RCU won't work since the BO is not RCU protected.

What you can try something like this:

spin_lock(&ttm_bo_glob.lru_lock);
while (list_not_empty(&adev->device_bo_list)) {
     bo = list_first_entry(&adev->device_bo_list);
     list_del(bo->...);
     spin_unlock(&ttm_bo_glob.lru_lock);
     ttm_tt_unpopulate(bo);
     spin_lock(&ttm_bo_glob.lru_lock);
}...

Regards,
Christian.

>>
>> Andrey
>>
>>
>>>
>>>> +
>>>> +        if (adev->irq.ih.use_bus_addr)
>>>> +            amdgpu_ih_ring_fini(adev, &adev->irq.ih);
>>>> +        if (adev->irq.ih1.use_bus_addr)
>>>> +            amdgpu_ih_ring_fini(adev, &adev->irq.ih1);
>>>> +        if (adev->irq.ih2.use_bus_addr)
>>>> +            amdgpu_ih_ring_fini(adev, &adev->irq.ih2);
>>>> +
>>>> +        amdgpu_gart_dummy_page_fini(adev);
>>>> +    }
>>>> +
>>>> +    return NOTIFY_OK;
>>>> +}
>>>> +
>>>> +
>>>>   /**
>>>>    * amdgpu_device_init - initialize the driver
>>>>    *
>>>> @@ -3304,6 +3339,8 @@ int amdgpu_device_init(struct amdgpu_device 
>>>> *adev,
>>>>         INIT_WORK(&adev->xgmi_reset_work, 
>>>> amdgpu_device_xgmi_reset_func);
>>>>   +    INIT_LIST_HEAD(&adev->device_bo_list);
>>>> +
>>>>       adev->gfx.gfx_off_req_count = 1;
>>>>       adev->pm.ac_power = power_supply_is_system_supplied() > 0;
>>>>   @@ -3575,6 +3612,15 @@ int amdgpu_device_init(struct 
>>>> amdgpu_device *adev,
>>>>       if (amdgpu_device_cache_pci_state(adev->pdev))
>>>>           pci_restore_state(pdev);
>>>>   +    BLOCKING_INIT_NOTIFIER_HEAD(&adev->notifier);
>>>> +    adev->nb.notifier_call = amdgpu_iommu_group_notifier;
>>>> +
>>>> +    if (adev->dev->iommu_group) {
>>>> +        r = iommu_group_register_notifier(adev->dev->iommu_group, 
>>>> &adev->nb);
>>>> +        if (r)
--
- [Short exercise 1]: Summarize the patch discussion in two sentences.
- [Short exercise 2]: According to the patch discussion, why won't RCU work?
- [Short exercise 3]: List every function called in the code Christian suggests in the patch discussion, from the first spin_lock line through the closing brace of the while loop.

(Records from a data source)
--
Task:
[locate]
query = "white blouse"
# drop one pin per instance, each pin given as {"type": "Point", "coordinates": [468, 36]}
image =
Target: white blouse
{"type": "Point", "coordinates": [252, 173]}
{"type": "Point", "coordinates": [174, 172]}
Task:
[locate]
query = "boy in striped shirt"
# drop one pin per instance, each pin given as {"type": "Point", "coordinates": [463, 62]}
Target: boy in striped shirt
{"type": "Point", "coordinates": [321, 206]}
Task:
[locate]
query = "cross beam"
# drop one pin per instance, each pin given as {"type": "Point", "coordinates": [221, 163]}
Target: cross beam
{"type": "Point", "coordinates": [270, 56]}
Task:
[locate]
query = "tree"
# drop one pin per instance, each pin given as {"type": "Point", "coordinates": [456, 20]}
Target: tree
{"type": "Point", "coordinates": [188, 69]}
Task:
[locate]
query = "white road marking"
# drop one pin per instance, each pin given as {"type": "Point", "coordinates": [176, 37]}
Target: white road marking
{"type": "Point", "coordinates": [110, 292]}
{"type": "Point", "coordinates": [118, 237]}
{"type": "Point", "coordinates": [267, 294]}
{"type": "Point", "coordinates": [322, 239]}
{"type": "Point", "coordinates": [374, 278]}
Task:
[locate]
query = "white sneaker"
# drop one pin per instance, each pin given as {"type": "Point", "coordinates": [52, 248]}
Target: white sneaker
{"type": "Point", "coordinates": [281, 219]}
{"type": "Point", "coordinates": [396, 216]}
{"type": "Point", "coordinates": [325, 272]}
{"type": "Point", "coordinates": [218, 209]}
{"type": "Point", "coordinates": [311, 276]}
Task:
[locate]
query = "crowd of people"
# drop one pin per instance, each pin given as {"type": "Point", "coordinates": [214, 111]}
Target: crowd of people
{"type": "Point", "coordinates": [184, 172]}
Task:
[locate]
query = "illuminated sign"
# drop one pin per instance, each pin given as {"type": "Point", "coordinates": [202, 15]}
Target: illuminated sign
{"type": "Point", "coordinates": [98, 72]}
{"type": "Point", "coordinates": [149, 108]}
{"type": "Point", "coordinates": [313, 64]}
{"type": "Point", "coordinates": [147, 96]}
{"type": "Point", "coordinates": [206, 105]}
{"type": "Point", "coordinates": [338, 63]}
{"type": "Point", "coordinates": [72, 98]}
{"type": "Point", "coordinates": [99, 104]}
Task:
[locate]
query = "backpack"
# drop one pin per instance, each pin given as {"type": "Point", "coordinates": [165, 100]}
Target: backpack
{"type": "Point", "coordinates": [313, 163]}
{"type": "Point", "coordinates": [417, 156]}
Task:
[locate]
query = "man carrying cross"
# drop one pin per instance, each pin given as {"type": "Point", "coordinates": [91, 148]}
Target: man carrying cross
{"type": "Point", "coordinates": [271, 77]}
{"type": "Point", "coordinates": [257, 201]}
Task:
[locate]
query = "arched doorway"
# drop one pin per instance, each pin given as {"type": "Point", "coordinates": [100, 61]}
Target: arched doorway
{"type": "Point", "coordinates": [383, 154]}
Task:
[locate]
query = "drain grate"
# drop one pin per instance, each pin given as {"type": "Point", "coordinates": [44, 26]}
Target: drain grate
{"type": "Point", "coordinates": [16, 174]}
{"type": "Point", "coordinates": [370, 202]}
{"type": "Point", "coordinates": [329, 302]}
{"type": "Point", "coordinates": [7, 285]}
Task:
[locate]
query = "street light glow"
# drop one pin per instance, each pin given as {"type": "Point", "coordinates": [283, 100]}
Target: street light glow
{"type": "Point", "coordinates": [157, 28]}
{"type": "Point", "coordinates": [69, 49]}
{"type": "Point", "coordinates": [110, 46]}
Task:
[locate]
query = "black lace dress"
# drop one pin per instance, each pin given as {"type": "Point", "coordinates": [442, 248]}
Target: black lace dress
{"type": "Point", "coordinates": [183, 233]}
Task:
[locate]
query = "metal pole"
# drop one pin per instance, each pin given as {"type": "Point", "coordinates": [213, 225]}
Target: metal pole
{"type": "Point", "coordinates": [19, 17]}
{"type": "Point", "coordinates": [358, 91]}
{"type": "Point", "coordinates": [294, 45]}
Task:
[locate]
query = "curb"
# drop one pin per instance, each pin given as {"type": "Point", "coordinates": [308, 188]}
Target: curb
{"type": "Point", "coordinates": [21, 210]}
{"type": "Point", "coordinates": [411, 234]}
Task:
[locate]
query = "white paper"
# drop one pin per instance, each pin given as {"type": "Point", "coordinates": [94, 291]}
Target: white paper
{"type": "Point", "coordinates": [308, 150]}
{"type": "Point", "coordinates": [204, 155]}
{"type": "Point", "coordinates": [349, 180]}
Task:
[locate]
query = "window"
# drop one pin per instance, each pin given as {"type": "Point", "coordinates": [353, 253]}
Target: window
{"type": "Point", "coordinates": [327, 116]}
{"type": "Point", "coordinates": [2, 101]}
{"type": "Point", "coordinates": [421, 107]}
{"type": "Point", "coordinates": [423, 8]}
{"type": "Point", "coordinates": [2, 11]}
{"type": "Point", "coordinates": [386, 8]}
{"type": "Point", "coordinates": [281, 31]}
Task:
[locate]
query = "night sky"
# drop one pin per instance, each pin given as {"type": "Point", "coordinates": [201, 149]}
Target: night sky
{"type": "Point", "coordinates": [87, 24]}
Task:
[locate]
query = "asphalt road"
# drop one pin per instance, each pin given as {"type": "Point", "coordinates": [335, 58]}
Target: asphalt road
--
- [Full output 1]: Christian replies that RCU won't work because the BO is not RCU protected, and he suggests a loop that holds ttm_bo_glob.lru_lock, takes the first BO off adev->device_bo_list, releases the lock to call ttm_tt_unpopulate on it, and then takes the lock again. The quoted patch also initializes adev->device_bo_list in amdgpu_device_init and sets amdgpu_iommu_group_notifier as the notifier callback, registering it with iommu_group_register_notifier when adev->dev->iommu_group is set.

- [Full output 2]: The BO is not RCU protected.

- [Full output 3]: spin_lock, list_not_empty, list_first_entry, list_del, spin_unlock, ttm_tt_unpopulate